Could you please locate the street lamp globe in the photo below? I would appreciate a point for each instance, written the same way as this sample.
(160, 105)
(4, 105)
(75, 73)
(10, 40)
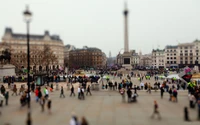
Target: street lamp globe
(27, 15)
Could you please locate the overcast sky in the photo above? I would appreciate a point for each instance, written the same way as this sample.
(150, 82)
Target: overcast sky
(100, 23)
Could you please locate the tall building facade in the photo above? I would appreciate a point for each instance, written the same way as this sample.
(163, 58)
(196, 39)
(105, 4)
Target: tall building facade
(145, 60)
(171, 56)
(187, 54)
(18, 47)
(158, 58)
(87, 57)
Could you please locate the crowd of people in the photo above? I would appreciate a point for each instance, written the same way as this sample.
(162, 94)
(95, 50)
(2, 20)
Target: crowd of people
(125, 88)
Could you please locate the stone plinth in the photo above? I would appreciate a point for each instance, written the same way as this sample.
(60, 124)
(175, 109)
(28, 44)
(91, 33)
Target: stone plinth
(6, 70)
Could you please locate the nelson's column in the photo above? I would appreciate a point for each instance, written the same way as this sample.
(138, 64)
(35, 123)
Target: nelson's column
(126, 56)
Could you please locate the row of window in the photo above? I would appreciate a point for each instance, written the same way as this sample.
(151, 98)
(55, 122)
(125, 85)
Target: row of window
(171, 54)
(186, 47)
(186, 62)
(171, 62)
(171, 58)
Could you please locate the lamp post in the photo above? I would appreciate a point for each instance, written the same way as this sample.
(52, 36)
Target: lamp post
(27, 17)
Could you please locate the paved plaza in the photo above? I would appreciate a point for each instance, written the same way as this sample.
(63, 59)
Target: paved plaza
(104, 107)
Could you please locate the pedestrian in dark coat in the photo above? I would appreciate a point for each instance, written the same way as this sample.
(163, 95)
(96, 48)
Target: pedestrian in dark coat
(49, 105)
(161, 92)
(6, 97)
(62, 92)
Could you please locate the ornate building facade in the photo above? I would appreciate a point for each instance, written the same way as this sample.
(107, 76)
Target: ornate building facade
(51, 45)
(87, 57)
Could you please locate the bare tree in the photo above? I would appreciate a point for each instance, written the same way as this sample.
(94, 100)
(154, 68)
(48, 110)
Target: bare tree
(48, 58)
(36, 57)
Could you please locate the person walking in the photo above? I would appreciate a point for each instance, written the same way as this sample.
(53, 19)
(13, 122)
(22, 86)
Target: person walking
(79, 92)
(46, 93)
(175, 94)
(156, 111)
(21, 90)
(82, 93)
(3, 90)
(88, 90)
(129, 94)
(186, 114)
(6, 97)
(14, 90)
(161, 92)
(84, 121)
(170, 94)
(149, 88)
(198, 102)
(33, 86)
(62, 92)
(122, 91)
(42, 103)
(72, 91)
(49, 105)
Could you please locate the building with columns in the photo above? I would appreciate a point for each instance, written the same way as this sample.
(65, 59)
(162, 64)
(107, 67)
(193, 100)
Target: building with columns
(171, 56)
(158, 58)
(87, 57)
(18, 47)
(145, 60)
(187, 54)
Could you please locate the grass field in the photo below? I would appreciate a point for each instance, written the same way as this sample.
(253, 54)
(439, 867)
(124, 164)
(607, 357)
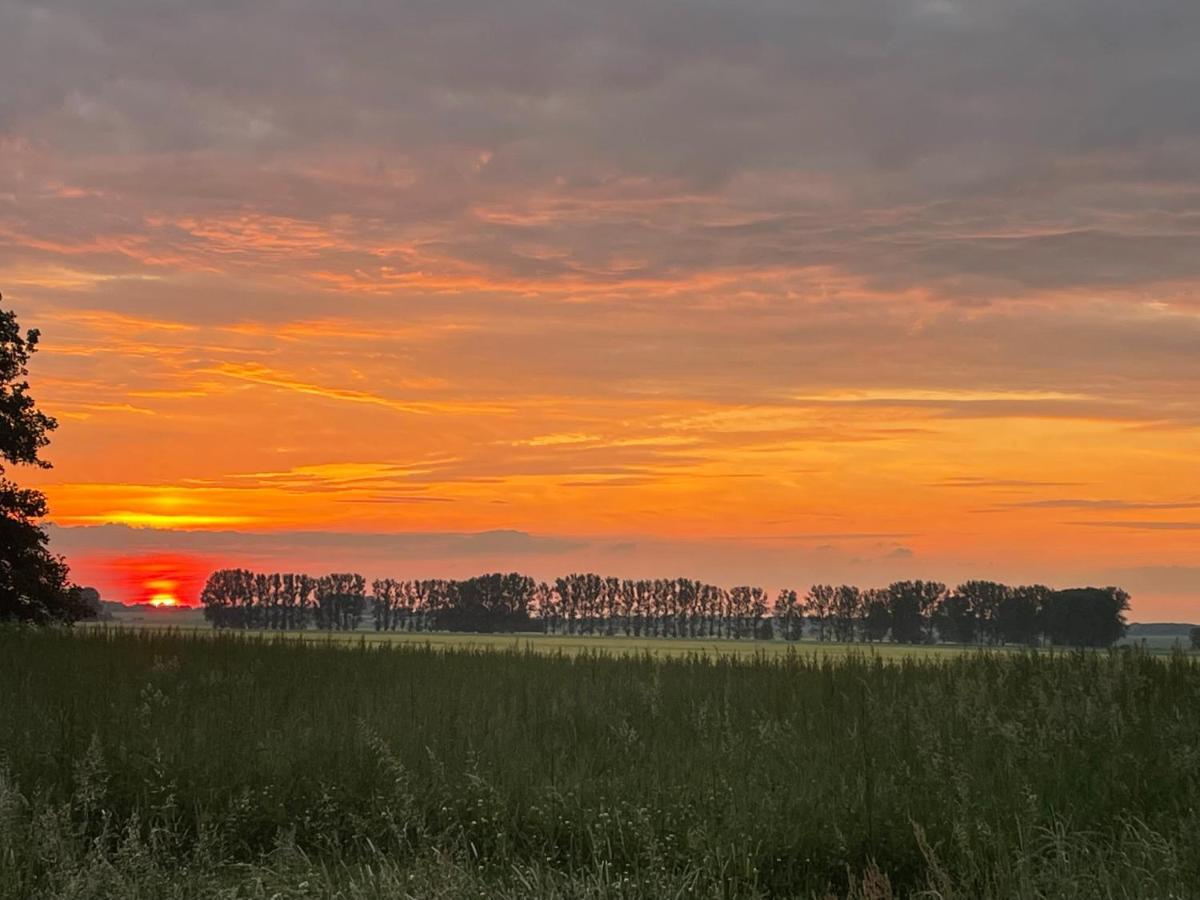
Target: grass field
(619, 646)
(151, 763)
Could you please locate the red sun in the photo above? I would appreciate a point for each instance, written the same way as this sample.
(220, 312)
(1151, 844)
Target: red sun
(161, 580)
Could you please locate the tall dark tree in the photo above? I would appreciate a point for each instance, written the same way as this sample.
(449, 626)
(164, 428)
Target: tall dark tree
(876, 615)
(34, 583)
(1019, 617)
(1085, 617)
(789, 616)
(912, 604)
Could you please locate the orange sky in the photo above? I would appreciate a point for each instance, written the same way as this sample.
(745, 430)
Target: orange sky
(556, 291)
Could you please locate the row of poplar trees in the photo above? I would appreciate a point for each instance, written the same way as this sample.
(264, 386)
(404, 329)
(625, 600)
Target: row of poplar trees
(905, 612)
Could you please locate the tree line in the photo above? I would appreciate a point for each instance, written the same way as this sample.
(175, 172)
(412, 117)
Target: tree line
(976, 612)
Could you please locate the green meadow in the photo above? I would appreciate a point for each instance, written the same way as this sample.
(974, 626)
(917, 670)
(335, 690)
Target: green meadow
(162, 763)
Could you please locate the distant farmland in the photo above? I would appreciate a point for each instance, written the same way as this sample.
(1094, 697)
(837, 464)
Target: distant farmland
(142, 762)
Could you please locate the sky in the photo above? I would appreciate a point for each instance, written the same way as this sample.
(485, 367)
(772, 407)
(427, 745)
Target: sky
(765, 292)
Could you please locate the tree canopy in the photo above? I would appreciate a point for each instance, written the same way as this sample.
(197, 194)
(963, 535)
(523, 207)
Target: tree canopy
(34, 585)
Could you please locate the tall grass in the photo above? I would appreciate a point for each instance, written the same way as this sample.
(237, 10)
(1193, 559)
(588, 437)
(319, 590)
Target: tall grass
(161, 765)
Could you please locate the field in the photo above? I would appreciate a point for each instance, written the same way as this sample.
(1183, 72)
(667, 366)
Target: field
(153, 763)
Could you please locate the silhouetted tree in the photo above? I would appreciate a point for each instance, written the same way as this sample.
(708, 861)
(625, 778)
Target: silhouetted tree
(34, 582)
(912, 604)
(819, 605)
(789, 616)
(876, 615)
(845, 611)
(1085, 617)
(1019, 617)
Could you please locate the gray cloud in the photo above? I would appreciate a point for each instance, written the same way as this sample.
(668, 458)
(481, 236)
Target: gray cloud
(984, 149)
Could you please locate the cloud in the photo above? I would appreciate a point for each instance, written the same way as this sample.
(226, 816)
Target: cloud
(1144, 526)
(400, 546)
(1068, 503)
(732, 280)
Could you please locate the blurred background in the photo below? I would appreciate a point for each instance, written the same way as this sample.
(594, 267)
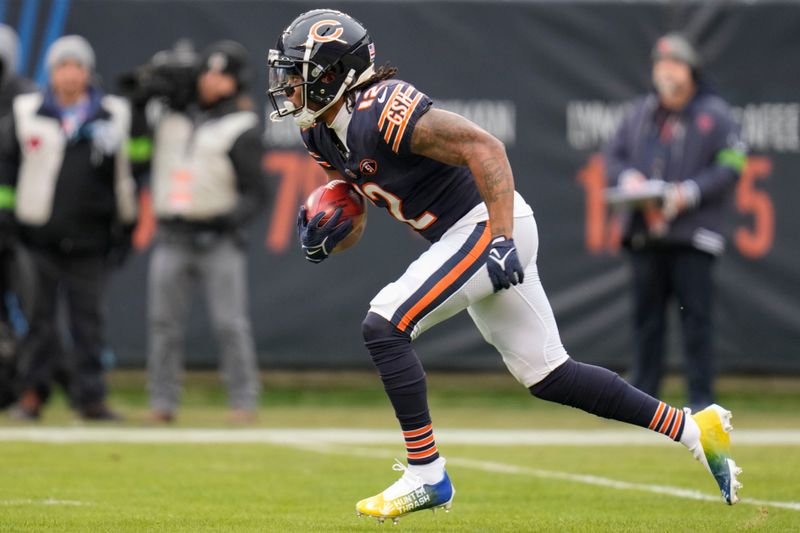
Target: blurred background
(551, 80)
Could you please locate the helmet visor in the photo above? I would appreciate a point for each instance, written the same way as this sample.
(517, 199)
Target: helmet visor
(286, 85)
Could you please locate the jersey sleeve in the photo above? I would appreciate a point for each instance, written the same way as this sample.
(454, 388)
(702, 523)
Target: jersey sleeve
(308, 140)
(397, 108)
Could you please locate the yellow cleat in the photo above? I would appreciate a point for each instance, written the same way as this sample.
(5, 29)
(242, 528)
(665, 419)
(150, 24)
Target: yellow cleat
(714, 449)
(407, 495)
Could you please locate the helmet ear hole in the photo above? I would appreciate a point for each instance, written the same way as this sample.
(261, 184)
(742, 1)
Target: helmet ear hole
(329, 76)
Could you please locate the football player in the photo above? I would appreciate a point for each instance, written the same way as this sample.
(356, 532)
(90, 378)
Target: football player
(451, 182)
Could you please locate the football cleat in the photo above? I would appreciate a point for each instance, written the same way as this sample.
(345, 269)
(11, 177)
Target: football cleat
(714, 449)
(407, 495)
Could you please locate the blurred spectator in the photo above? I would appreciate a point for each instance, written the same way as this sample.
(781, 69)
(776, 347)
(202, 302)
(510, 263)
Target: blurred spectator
(64, 156)
(207, 185)
(11, 85)
(684, 136)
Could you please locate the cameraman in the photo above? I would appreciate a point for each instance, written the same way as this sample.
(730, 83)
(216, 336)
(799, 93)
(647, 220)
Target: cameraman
(207, 186)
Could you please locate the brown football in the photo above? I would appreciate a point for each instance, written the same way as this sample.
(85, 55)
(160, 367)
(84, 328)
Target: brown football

## TASK BRIEF
Rewrite all the items above, swapping "Could you please locate" for "Please find" and keeping everything else unchanged. Leave the pictures out of your answer.

## REPLY
Please find the street lamp globe in the photo below? I would appreciate a point for each instance, written the same way as this sample.
(160, 105)
(4, 105)
(75, 73)
(10, 40)
Target: street lamp globe
(27, 15)
Please find the overcast sky in the photo above? I would appreciate a point for each instance, written the same way as this sample.
(150, 82)
Target: overcast sky
(100, 23)
Please find the tall building facade in the photo above? I would appreciate a point for each instance, written the same way as this sample.
(163, 58)
(196, 39)
(105, 4)
Target: tall building facade
(145, 60)
(171, 56)
(187, 54)
(18, 47)
(158, 58)
(87, 57)
Please find the crowd of people in the photo above? I would appreciate a point for each instance, written the same way as this sample.
(162, 94)
(95, 50)
(2, 20)
Target: crowd of people
(125, 88)
Please find the stone plinth in the photo above? I would appreciate a point for each instance, written the same way as this sample.
(60, 124)
(175, 109)
(28, 44)
(91, 33)
Target: stone plinth
(6, 70)
Please find the nelson's column in the photo above? I would appreciate a point for each instance, written the same way as this sample.
(138, 64)
(35, 123)
Target: nelson's column
(126, 56)
Please find the row of window in the photo above? I would appreciate a point for each instance, written the same way as this sample.
(151, 98)
(55, 122)
(125, 85)
Target: row of window
(171, 54)
(186, 47)
(186, 62)
(171, 62)
(171, 58)
Please find the lamp post in the photo above? I would appreciate a point for each instance, written the same way as this sample.
(52, 36)
Target: lamp post
(27, 17)
Please find the paved plaza in the photo above? I would appreciate a point for each instance, written the same way as this sample.
(63, 59)
Target: paved plaza
(104, 107)
Please find the pedestrian in dark coat in the photo above? I would appreciate a point for each instance, written the same way as this sample.
(163, 95)
(96, 48)
Target: pedestrian in dark coat
(49, 105)
(161, 92)
(6, 97)
(62, 92)
Please find the ornate building facade in the photo above? I would appreciate a point for each instance, written the same way as this sample.
(107, 76)
Target: ornate building facade
(51, 45)
(87, 57)
Please find the bare tree in the photo above? I would appreciate a point for each instance, written the same way as this sample.
(94, 100)
(154, 68)
(48, 110)
Target: bare tree
(48, 58)
(36, 57)
Please find the person walking in the photo above? I would appreciate a point for each instance, written the same way as this sample.
(53, 19)
(13, 122)
(22, 86)
Target: person walking
(79, 92)
(46, 93)
(175, 94)
(156, 111)
(21, 90)
(82, 93)
(3, 90)
(88, 90)
(129, 94)
(186, 114)
(6, 97)
(14, 90)
(161, 92)
(84, 121)
(170, 94)
(149, 88)
(198, 102)
(33, 86)
(62, 92)
(122, 91)
(42, 103)
(72, 91)
(49, 105)
Please find the building with columns in the photo above? I would appreciate a point for each instance, written the same way as this sample.
(65, 59)
(162, 64)
(107, 67)
(193, 100)
Target: building with columns
(171, 56)
(158, 58)
(87, 57)
(18, 47)
(145, 60)
(187, 54)
Please find the grass field in the photo below? I would appreciate a point for each instance, written the same way as this sample.
(253, 54)
(439, 867)
(124, 164)
(607, 357)
Target: grass field
(619, 646)
(151, 763)
Please find the red sun in the photo above? I would appreciate a point for each instance, written the same way as this sample.
(220, 312)
(1151, 844)
Target: red sun
(161, 580)
Please find the tall dark tree in the photo above? I would appreciate a point for each instance, written the same way as this sample.
(449, 626)
(164, 428)
Target: tall dark tree
(876, 615)
(34, 583)
(1019, 617)
(1085, 617)
(789, 616)
(912, 604)
Please find the orange sky in the photo above? I would appreciate a point for each instance, written the same way as this sample.
(745, 430)
Target: orange sky
(556, 291)
Please find the row of poplar trees in the photo above? I would appreciate a point for each instance, written the same way as this sample.
(264, 386)
(404, 329)
(625, 600)
Target: row of poplar trees
(905, 612)
Please find the tree line in the photo above? I would appreciate a point for each instance, written the same way as this sample.
(175, 172)
(412, 117)
Target: tree line
(976, 612)
Please find the green meadow in the photo above? I would appreciate a point for each instance, written the same way as this sample.
(974, 626)
(917, 670)
(335, 690)
Target: green meadow
(162, 763)
Please find the distant farmland in the photo above? I would appreciate a point for each instance, written the same way as this sample.
(1094, 697)
(837, 464)
Target: distant farmland
(142, 762)
Please find the sky in the photo above? I would appreciate a point for each instance, written the same way as this sample.
(485, 367)
(772, 407)
(427, 745)
Target: sky
(765, 292)
Please find the tree canopy in the photo above? I would appreciate a point for each instance, written the same way as this sample.
(197, 194)
(963, 535)
(523, 207)
Target: tree canopy
(34, 585)
Please find the tall grass in the photo above? I would appreciate a point for each instance, written the same way as this sample.
(237, 10)
(1193, 559)
(588, 437)
(319, 590)
Target: tall grass
(161, 765)
Please find the field in the photo above? I would appreciate a point for each instance, written the same way as this sample.
(1183, 72)
(667, 366)
Target: field
(153, 763)
Please find the silhouetted tree in the photo above? I would appreciate a point for each instance, written the same way as this sample.
(708, 861)
(625, 778)
Target: silhouetted tree
(34, 582)
(912, 604)
(819, 605)
(789, 616)
(876, 615)
(845, 611)
(1085, 617)
(1019, 617)
Please find the gray cloud in the photo above? I would appreciate a point for each instance, written the same way as this sample.
(668, 458)
(481, 236)
Target: gray cloud
(984, 149)
Please find the cloud in the photo above? I would appreciate a point for each instance, written the same way as this sample.
(226, 816)
Target: cloud
(1144, 526)
(400, 546)
(1068, 503)
(732, 280)
Please find the blurred background in the photo below? I would appreciate a point for each instance, written the same way as this sample.
(594, 267)
Target: blurred background
(551, 80)
Please find the helmet visor in the photo above? I would appreciate a point for each instance, written the same way as this sample.
(517, 199)
Target: helmet visor
(286, 85)
Please find the jersey sleeve in the photo above? I would appreciate a point for each instance, written the same way as this sample.
(454, 388)
(702, 523)
Target: jersey sleeve
(308, 140)
(397, 108)
Please find the yellow cleat in the photo above? I would appreciate a point for each instance, written the same way as this sample.
(5, 29)
(242, 528)
(665, 419)
(150, 24)
Target: yellow cleat
(714, 449)
(407, 495)
Please find the helmet ear hole in the photo above? I would appreciate a point for each instance, written the same way as this sample.
(261, 184)
(742, 1)
Target: helmet ear hole
(329, 76)
Please find the football player in the photo above? I would appreciate a point for each instance, written the same way as this sample.
(356, 532)
(90, 378)
Target: football player
(451, 182)
Please find the football cleat in the photo above? I would appreciate a point for each instance, written the same way as this sample.
(345, 269)
(11, 177)
Target: football cleat
(714, 449)
(407, 495)
Please find the blurred spectator in the photo above? I would appreciate a point for each instance, written the same way as this sample.
(781, 69)
(776, 347)
(202, 302)
(510, 263)
Target: blurred spectator
(64, 156)
(207, 185)
(11, 85)
(684, 136)
Please find the cameraman in the photo above? I would appreciate a point for each instance, written the same way as this sample.
(730, 83)
(216, 336)
(799, 93)
(647, 220)
Target: cameraman
(207, 186)
Please find the brown football in the photo above? I would appreciate a point for each instance, written the same way as this sample.
(85, 55)
(160, 367)
(84, 328)
Target: brown football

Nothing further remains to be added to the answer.